= Set problem =
Transcribe exactly the entries from the "find reflective stripe" line to the end, both included, minus pictures.

Entries from a point annotation set
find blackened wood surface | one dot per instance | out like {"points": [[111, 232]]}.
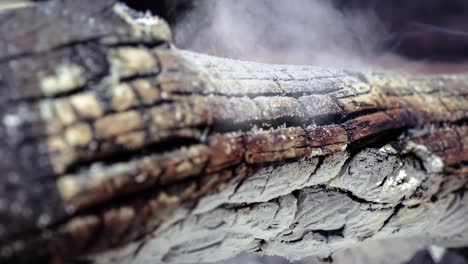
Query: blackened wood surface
{"points": [[112, 137]]}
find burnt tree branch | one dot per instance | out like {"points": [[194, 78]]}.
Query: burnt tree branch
{"points": [[117, 146]]}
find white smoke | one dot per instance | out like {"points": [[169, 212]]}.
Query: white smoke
{"points": [[283, 31]]}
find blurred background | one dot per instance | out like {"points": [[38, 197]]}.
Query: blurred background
{"points": [[416, 36]]}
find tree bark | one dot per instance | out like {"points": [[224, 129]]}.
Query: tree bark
{"points": [[118, 147]]}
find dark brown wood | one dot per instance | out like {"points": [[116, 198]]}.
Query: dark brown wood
{"points": [[113, 139]]}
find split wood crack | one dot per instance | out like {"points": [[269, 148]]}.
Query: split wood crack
{"points": [[119, 147]]}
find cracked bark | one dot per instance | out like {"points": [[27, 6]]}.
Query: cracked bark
{"points": [[118, 147]]}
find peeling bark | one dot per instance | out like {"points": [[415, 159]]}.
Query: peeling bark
{"points": [[118, 147]]}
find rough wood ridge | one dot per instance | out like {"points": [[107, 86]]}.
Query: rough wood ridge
{"points": [[118, 147]]}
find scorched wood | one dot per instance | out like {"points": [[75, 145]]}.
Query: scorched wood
{"points": [[118, 147]]}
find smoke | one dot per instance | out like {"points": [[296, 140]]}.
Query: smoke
{"points": [[286, 32]]}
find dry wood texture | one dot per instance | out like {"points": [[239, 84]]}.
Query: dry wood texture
{"points": [[113, 139]]}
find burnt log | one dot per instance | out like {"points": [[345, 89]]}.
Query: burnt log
{"points": [[118, 147]]}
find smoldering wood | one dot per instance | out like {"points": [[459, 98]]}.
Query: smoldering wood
{"points": [[118, 147]]}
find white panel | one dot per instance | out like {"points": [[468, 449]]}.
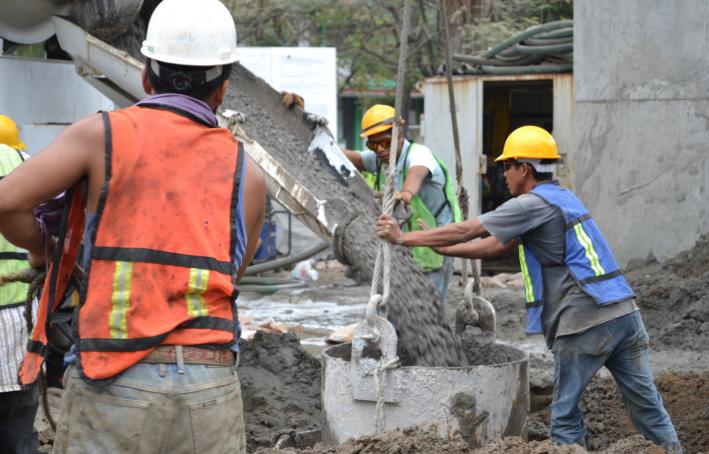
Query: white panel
{"points": [[36, 137], [46, 92], [564, 126], [439, 133], [310, 72]]}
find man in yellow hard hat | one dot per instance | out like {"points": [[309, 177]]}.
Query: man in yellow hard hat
{"points": [[423, 183], [18, 407], [575, 293]]}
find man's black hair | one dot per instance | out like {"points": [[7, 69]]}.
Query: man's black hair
{"points": [[541, 176], [195, 81]]}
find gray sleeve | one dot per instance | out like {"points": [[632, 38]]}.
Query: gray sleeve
{"points": [[516, 217], [369, 160]]}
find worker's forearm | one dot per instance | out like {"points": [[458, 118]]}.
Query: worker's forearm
{"points": [[21, 229], [446, 235], [485, 248], [355, 158]]}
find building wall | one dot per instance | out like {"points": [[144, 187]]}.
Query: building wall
{"points": [[641, 70], [44, 97]]}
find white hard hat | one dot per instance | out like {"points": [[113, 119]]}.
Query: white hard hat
{"points": [[191, 33]]}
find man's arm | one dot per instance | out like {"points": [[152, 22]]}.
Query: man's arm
{"points": [[388, 229], [355, 158], [485, 248], [254, 210], [414, 179], [74, 154]]}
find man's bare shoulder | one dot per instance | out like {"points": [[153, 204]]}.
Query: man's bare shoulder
{"points": [[253, 176]]}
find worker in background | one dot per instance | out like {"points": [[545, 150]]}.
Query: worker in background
{"points": [[575, 293], [423, 183], [174, 209], [18, 407]]}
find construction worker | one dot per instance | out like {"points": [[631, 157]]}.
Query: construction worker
{"points": [[169, 232], [423, 183], [575, 293], [18, 406]]}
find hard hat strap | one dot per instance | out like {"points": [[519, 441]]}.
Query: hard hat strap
{"points": [[388, 121], [183, 80]]}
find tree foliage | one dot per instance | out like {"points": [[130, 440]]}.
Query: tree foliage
{"points": [[366, 32]]}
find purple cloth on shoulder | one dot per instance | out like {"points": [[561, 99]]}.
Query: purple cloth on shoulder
{"points": [[199, 109]]}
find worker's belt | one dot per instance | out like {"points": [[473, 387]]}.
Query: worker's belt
{"points": [[168, 354]]}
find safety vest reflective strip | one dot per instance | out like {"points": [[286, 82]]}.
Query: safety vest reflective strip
{"points": [[591, 254], [121, 300], [195, 293], [528, 289], [12, 259]]}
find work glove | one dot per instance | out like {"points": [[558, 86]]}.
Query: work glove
{"points": [[292, 99]]}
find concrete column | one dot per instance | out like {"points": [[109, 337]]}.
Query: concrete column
{"points": [[641, 90]]}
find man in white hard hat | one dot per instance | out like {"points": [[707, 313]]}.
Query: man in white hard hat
{"points": [[167, 234]]}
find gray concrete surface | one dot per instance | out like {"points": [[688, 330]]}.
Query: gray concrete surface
{"points": [[641, 75]]}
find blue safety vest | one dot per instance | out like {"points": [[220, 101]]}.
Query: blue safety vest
{"points": [[587, 256]]}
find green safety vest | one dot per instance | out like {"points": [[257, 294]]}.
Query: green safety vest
{"points": [[426, 258], [12, 259]]}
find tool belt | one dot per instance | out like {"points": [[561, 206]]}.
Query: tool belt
{"points": [[170, 354]]}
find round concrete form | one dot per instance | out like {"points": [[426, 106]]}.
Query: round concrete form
{"points": [[484, 401]]}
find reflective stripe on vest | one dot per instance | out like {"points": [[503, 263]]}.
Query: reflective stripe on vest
{"points": [[120, 300], [12, 259], [532, 279], [161, 267], [587, 255]]}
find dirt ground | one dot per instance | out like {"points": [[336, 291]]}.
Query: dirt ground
{"points": [[281, 381], [674, 299]]}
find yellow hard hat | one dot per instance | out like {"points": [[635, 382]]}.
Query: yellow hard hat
{"points": [[9, 135], [531, 142], [376, 119]]}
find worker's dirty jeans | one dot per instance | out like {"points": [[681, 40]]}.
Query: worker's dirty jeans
{"points": [[441, 277], [622, 346], [153, 408], [17, 413]]}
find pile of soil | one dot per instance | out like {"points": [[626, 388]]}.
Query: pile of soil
{"points": [[674, 298], [280, 385], [686, 398], [425, 440]]}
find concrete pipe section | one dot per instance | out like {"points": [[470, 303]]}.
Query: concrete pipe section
{"points": [[365, 391]]}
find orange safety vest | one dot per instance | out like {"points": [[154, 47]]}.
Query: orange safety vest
{"points": [[161, 268]]}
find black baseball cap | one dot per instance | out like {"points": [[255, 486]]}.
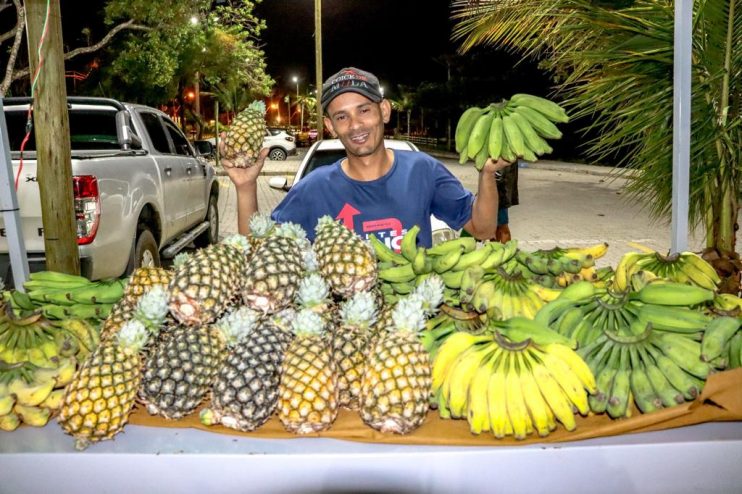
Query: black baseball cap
{"points": [[354, 80]]}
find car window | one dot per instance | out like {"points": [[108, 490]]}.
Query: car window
{"points": [[156, 132], [89, 129], [179, 140], [322, 158]]}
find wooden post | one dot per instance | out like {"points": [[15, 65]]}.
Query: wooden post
{"points": [[52, 131], [318, 64]]}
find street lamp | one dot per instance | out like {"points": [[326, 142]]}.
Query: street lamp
{"points": [[296, 81]]}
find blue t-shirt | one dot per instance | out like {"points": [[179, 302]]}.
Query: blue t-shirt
{"points": [[416, 186]]}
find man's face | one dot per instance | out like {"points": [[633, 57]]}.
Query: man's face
{"points": [[358, 122]]}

= Task solution =
find reflective stripe on vest | one dot per instance | out like {"points": [[503, 263]]}.
Query: reflective stripe on vest
{"points": [[120, 300], [12, 259], [532, 279], [161, 267], [587, 255]]}
find dirt ground | one dot per instance | out like {"points": [[336, 291]]}.
Query: dirt ground
{"points": [[281, 381], [674, 299]]}
find yellow hard hat | one dot per instance | out like {"points": [[635, 382]]}.
Query: yellow hard hat
{"points": [[9, 135], [531, 142], [376, 119]]}
find worker's dirty jeans | one dot per instance | out like {"points": [[681, 40]]}.
Query: worker's dirty jeans
{"points": [[441, 277], [622, 346], [153, 408], [17, 413]]}
find pile of soil | one dot per instance | out like {"points": [[626, 388]]}.
Query: pile of soil
{"points": [[674, 298], [280, 385], [686, 398], [425, 440]]}
find concrete pipe section | one dot per instance | out like {"points": [[470, 303]]}.
Query: concrete pipe section
{"points": [[365, 391]]}
find orange safety vest | one dot per instance | out like {"points": [[154, 47]]}.
Query: orange safety vest
{"points": [[161, 268]]}
find black baseball cap | one dot per instance | out like {"points": [[255, 486]]}.
Query: black baseball cap
{"points": [[354, 80]]}
find car window | one dot per instance | out like {"points": [[108, 490]]}.
Query: car window
{"points": [[156, 132], [89, 129], [179, 140], [322, 158]]}
find wooden post | one dot per instance | out like {"points": [[15, 65]]}.
Query: wooden post
{"points": [[52, 131], [318, 64]]}
find street lamp | one dot per instance | out like {"points": [[326, 142]]}.
Query: street lamp
{"points": [[296, 81]]}
find blue t-shirt | one dot per instance | out like {"points": [[179, 302]]}.
Query: blue t-shirt
{"points": [[416, 186]]}
find man's face | one dot per instance | out like {"points": [[633, 57]]}.
Query: man's face
{"points": [[358, 122]]}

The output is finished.